▸ TÂCHE A
Affichez chaque ligne des enregistrements qui contient la chaîne "beige", en tenant compte de la casse.

VERONIQUE MAURUS : Moi, j'ai vu un certain nombre de cas concrets. Là, c'est un problème aussi de financement. Les banques françaises n'aident pas beaucoup les petits entrepreneurs individuels s'ils n'ont pas déjà du bien.

DENIS KESSLER : Nous avons proposé à Strasbourg, dans notre programme, que l'on mette au point des formules tirées de l'expérience américaine du Small Business Act. Ce n'est pas forcément les banques, c'est de gens qui acceptent de mettre du capital-risque. Mais quand vous savez que le montant du capital-risque en France représente à peu près 1/100e du déficit cumulé de la Sécurité sociale au cours de 3 dernières années, la France a un secret pour stériliser les ressources de cette Nation, non pas pour les orienter vers ceux qui veulent créer, qui veulent développer, qui veulent créer des entreprises, mais pour les stériliser dans des déficits publics ou dans des emplois collectifs dans la plupart du temps qui ne débouchent sur pas grand-chose. Je ne comprends pas, donc, dans ce cas-là, ce que nous avons souhaité à Strasbourg, c'est qu'on mette au point des formules très simples qui permettent la rencontre entre un investisseur personne physique et de l'autre côté, un entrepreneur personne physique de façon à ce que cette rencontre puisse être organisée et que tous les entrepreneurs qui veulent se lancer puissent trouver dans leur environnement immédiat, et non pas dans un fonds national ou dans une institution lointaine, mais dans leur environnement immédiat, des gens qui acceptent d'investir dans leur start-up, pour prendre un terme communément utilisé. Voilà une idée très simple. On déduit ça de ses impôts. Si ça réussit, on paiera un impôt sur les plus-values et non pas sur une autre assiette. Organisons la rencontre au niveau le plus décentralisé possible.

▸ TÂCHE B
Dans la source, remplacez "banques françaises" par "banques régionales" et recopiez le passage allant de "VERONIQUE MAURUS : Moi, j'ai" jusqu'à "déjà du bien." inclus.

▸ DONNÉES ENREGISTRÉES

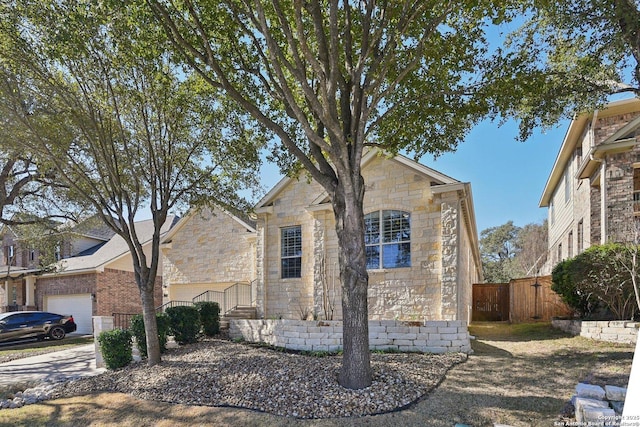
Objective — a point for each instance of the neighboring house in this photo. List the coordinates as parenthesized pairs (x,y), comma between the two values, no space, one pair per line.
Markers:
(593,191)
(94,277)
(208,251)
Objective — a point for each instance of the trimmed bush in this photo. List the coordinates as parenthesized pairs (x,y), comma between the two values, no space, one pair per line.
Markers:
(137,330)
(210,317)
(115,346)
(184,324)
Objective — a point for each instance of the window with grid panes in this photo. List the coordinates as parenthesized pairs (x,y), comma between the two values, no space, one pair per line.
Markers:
(291,252)
(388,239)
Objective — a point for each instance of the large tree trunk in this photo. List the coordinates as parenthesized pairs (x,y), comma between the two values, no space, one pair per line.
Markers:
(348,210)
(150,324)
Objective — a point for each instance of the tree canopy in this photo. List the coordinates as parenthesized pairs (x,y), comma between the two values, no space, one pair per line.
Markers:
(100,98)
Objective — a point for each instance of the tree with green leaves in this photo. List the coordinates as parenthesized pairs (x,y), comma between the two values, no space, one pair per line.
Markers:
(570,57)
(510,252)
(332,79)
(99,95)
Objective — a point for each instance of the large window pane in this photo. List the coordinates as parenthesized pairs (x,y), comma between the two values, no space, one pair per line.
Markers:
(373,257)
(397,226)
(291,252)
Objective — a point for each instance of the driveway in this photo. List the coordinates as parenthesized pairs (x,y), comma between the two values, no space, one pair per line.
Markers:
(73,362)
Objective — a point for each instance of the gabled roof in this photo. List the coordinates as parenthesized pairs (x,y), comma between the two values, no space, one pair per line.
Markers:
(436,178)
(572,138)
(250,225)
(618,142)
(113,250)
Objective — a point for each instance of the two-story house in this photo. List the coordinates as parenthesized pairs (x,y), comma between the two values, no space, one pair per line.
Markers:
(92,274)
(593,191)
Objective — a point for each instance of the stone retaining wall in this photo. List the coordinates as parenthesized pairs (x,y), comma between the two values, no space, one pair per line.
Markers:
(620,331)
(428,337)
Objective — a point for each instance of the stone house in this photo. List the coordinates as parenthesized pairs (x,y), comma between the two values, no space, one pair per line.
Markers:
(93,277)
(421,239)
(593,191)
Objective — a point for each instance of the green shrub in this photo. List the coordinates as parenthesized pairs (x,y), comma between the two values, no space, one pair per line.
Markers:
(184,323)
(115,346)
(137,330)
(210,317)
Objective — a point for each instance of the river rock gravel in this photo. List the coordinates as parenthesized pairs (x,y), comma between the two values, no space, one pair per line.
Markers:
(218,372)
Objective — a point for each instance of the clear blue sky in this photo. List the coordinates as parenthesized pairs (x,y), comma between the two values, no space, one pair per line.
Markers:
(507,177)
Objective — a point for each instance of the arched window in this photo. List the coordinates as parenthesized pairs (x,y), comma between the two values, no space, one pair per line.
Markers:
(387,238)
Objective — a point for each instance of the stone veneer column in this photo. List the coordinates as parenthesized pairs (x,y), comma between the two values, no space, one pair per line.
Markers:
(261,266)
(449,291)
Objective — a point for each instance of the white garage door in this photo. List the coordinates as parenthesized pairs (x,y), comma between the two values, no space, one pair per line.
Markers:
(79,306)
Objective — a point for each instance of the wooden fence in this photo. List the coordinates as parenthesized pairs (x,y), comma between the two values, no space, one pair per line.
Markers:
(528,300)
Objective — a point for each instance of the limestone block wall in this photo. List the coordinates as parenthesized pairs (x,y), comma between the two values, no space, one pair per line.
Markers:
(210,247)
(428,337)
(620,331)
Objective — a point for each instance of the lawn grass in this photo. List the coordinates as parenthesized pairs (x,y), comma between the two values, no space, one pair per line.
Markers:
(503,331)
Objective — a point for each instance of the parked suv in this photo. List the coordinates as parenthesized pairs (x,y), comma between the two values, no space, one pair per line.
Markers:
(36,324)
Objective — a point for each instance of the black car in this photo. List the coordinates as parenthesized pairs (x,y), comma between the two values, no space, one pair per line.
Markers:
(35,324)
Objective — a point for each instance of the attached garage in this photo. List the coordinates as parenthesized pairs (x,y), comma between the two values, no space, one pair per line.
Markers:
(80,306)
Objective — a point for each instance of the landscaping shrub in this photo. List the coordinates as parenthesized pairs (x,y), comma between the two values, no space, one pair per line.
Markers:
(599,276)
(137,330)
(184,323)
(115,346)
(210,317)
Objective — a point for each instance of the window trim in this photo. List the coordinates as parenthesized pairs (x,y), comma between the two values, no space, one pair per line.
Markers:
(381,243)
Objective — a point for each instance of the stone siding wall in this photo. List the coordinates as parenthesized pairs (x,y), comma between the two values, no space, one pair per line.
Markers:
(65,285)
(429,337)
(611,331)
(210,247)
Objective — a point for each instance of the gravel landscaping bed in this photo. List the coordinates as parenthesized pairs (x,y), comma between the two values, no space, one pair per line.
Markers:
(222,373)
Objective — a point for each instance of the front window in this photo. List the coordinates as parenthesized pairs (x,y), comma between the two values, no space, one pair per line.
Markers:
(387,239)
(291,252)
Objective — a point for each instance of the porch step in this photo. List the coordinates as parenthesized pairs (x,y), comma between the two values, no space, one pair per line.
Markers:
(240,312)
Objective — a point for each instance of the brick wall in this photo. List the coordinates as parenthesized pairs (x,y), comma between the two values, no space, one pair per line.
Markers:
(115,290)
(429,337)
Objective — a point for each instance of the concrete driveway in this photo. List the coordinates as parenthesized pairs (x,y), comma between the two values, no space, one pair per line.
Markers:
(73,362)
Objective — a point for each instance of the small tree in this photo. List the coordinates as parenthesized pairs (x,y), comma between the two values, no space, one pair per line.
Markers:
(97,93)
(184,324)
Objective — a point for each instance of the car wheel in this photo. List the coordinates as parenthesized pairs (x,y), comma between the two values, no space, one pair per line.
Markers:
(57,333)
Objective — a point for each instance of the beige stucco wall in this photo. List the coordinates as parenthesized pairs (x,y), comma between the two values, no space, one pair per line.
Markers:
(209,251)
(412,293)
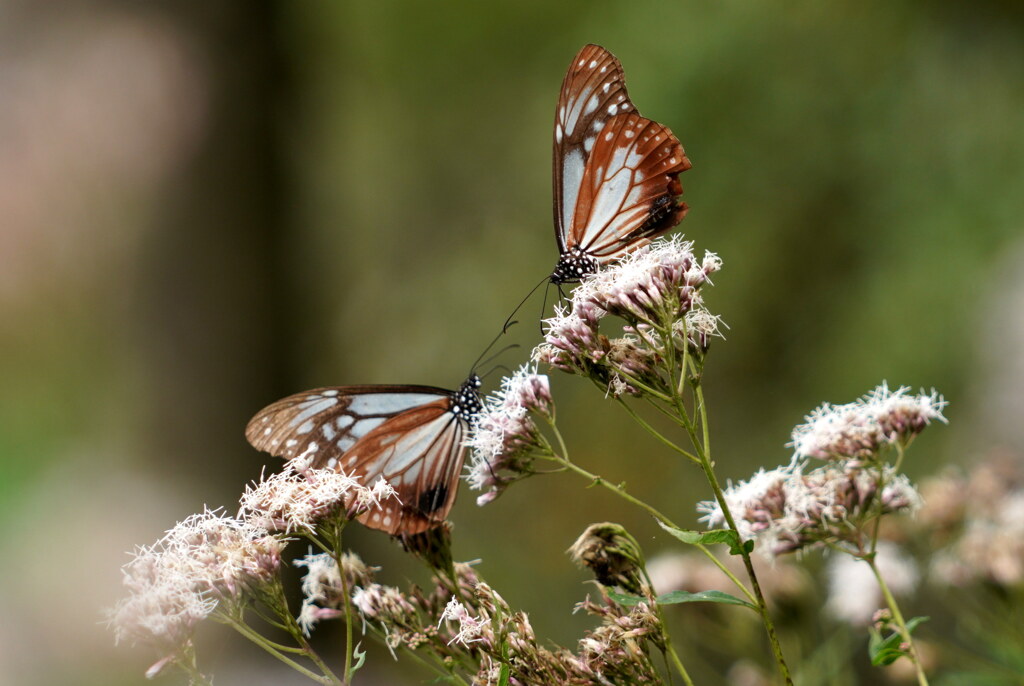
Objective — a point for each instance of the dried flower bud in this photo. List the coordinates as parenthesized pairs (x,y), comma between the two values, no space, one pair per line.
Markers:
(613,556)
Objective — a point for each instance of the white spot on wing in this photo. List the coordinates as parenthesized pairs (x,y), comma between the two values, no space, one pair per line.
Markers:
(571,178)
(607,203)
(573,114)
(314,405)
(387,403)
(365,426)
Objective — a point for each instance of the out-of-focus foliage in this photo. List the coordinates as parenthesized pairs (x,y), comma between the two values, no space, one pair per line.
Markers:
(205,206)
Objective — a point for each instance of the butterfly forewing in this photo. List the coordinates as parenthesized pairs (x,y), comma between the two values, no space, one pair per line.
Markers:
(593,91)
(628,193)
(615,173)
(407,434)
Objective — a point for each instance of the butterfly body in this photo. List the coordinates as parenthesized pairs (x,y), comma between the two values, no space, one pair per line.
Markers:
(615,173)
(410,435)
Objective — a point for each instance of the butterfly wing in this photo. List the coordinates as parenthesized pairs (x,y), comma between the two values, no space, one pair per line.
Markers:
(406,434)
(615,173)
(593,91)
(629,187)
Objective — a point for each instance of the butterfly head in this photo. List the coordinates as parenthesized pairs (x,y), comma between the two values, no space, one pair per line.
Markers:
(466,402)
(572,266)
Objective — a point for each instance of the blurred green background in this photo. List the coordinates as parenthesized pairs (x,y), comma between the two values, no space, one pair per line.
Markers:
(205,206)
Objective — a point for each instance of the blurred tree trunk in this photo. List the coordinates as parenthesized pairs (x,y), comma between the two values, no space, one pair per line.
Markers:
(214,286)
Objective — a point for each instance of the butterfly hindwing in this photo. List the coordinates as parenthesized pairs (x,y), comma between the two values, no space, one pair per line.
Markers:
(406,434)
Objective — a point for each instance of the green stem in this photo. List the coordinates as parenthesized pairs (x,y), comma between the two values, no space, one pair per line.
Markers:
(654,432)
(271,648)
(622,492)
(704,454)
(900,624)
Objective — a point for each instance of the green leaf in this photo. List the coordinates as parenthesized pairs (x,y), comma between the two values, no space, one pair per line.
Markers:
(360,656)
(715,536)
(886,650)
(676,597)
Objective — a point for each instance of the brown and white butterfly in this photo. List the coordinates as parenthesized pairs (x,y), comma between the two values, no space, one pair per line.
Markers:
(411,435)
(615,173)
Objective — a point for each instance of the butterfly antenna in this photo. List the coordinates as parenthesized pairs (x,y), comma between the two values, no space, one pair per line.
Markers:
(495,369)
(544,307)
(509,322)
(510,346)
(481,360)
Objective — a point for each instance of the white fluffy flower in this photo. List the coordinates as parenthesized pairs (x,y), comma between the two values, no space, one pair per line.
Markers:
(505,434)
(859,429)
(298,497)
(469,627)
(178,582)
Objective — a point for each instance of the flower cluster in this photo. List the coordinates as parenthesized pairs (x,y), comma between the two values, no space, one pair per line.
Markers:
(786,510)
(656,292)
(505,436)
(653,284)
(478,628)
(861,429)
(298,497)
(178,582)
(976,523)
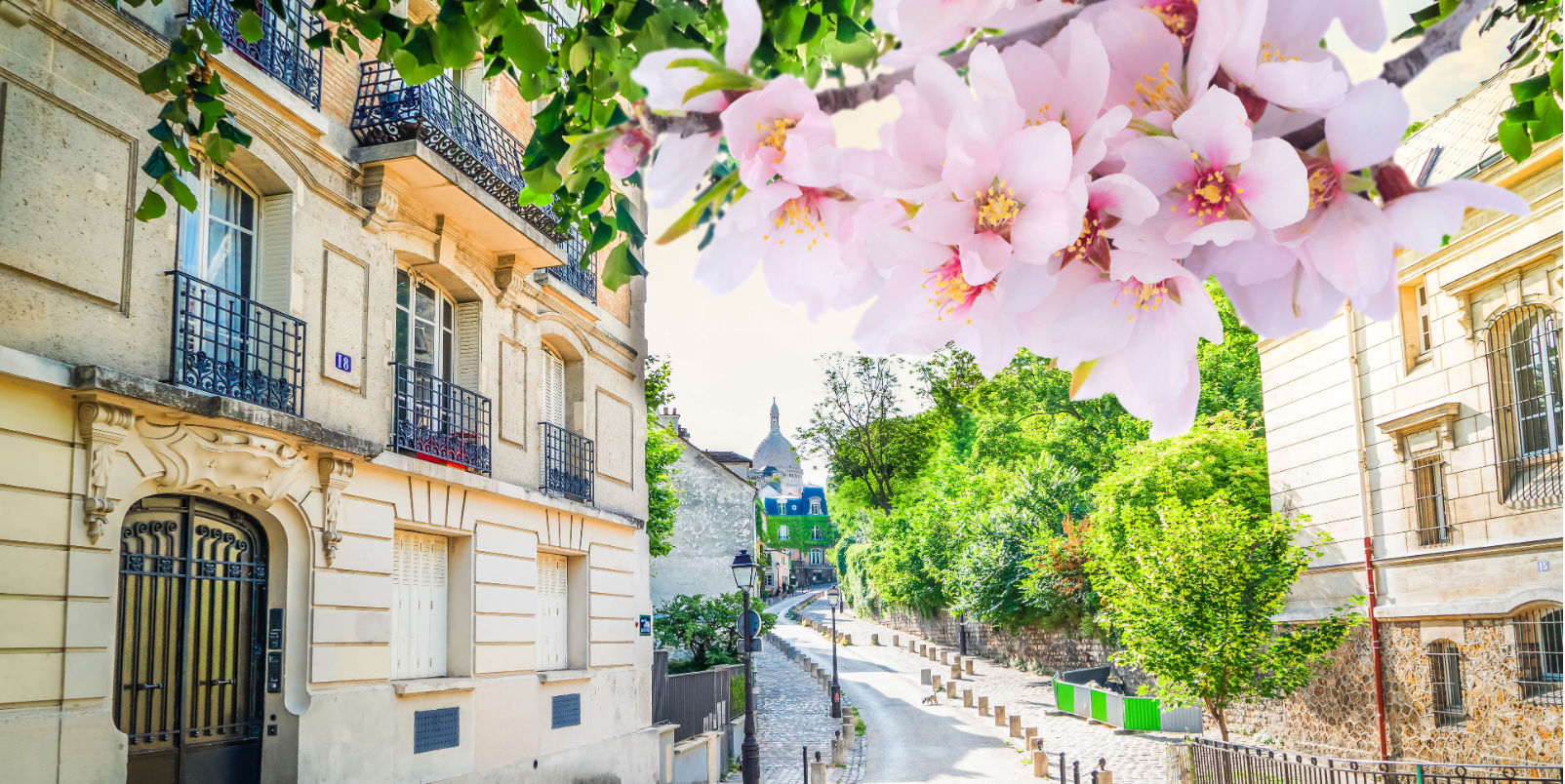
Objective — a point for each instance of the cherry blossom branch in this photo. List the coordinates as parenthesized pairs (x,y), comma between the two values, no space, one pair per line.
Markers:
(842,98)
(1438,41)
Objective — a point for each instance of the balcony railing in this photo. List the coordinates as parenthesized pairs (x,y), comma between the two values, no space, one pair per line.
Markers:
(230,346)
(453,124)
(567,463)
(438,421)
(282,51)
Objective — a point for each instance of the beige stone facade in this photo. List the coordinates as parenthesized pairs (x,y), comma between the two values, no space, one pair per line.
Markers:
(395,543)
(1458,496)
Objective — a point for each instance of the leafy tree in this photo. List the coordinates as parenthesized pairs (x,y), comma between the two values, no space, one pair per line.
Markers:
(662,454)
(1191,592)
(706,628)
(858,427)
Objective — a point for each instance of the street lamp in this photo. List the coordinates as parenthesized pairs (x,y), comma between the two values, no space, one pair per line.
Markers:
(833,600)
(750,755)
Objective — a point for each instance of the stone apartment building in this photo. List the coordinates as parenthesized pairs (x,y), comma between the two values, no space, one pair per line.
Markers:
(714,522)
(337,478)
(1429,450)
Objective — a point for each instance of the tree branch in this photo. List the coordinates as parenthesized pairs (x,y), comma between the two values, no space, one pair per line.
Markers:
(855,96)
(1438,41)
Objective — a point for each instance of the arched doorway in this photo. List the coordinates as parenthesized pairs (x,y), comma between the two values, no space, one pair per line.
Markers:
(191,625)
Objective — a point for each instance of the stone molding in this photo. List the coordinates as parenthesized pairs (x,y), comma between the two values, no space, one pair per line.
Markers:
(336,473)
(1443,416)
(103,427)
(196,457)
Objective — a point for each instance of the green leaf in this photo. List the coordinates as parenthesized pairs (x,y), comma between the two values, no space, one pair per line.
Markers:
(620,268)
(155,79)
(152,206)
(249,27)
(1529,88)
(1515,141)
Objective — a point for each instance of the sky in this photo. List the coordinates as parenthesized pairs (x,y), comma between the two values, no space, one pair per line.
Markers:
(733,354)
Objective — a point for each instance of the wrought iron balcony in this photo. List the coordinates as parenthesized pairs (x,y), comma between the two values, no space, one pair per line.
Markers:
(453,126)
(567,463)
(230,346)
(282,51)
(438,421)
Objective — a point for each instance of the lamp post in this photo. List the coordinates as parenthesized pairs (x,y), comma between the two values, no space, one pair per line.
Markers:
(750,753)
(833,597)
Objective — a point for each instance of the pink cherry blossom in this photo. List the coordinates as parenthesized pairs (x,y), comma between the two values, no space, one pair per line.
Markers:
(782,132)
(1215,177)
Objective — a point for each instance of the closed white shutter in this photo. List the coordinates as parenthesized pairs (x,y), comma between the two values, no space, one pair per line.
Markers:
(274,271)
(470,343)
(419,612)
(553,603)
(553,408)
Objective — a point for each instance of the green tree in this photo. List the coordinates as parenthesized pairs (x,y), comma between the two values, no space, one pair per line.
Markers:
(704,628)
(1191,592)
(662,454)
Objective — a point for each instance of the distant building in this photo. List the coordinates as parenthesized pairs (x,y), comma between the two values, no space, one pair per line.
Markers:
(715,520)
(1429,450)
(795,518)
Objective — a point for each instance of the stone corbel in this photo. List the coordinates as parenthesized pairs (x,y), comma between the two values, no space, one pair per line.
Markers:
(378,196)
(1443,416)
(103,426)
(336,473)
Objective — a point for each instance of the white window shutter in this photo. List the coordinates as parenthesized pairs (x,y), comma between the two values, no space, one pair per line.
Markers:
(274,269)
(419,615)
(551,612)
(470,344)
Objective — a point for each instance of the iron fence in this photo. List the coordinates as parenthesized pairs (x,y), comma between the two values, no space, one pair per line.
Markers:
(282,49)
(697,701)
(567,463)
(227,344)
(1218,763)
(451,124)
(438,421)
(1529,408)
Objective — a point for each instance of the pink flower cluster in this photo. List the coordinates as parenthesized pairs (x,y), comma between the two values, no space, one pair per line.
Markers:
(1072,198)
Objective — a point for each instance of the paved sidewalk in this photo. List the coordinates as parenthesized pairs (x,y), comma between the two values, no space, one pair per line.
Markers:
(1134,760)
(794,711)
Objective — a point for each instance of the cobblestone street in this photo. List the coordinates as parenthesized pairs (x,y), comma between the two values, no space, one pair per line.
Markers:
(1134,760)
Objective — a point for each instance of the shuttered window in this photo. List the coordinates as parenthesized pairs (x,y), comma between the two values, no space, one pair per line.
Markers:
(553,602)
(419,610)
(553,406)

▸ RÉPONSE COMPLÈTE A
Objective — a point for each instance of the beige stucco wall in this photo. List the coordinates as parenthesized pairs (x,y), comma between the two values, no space, one pair per line.
Objective — a point for each instance of the beige stone facade in this photo. List the coordinates as parenthesized pairs (x,y), comma between the two values, no space, one pair per line.

▸ RÉPONSE COMPLÈTE B
VERONIQUE MAURUS : Moi, j'ai vu un certain nombre de cas concrets. Là, c'est un problème aussi de financement. Les banques régionales n'aident pas beaucoup les petits entrepreneurs individuels s'ils n'ont pas déjà du bien.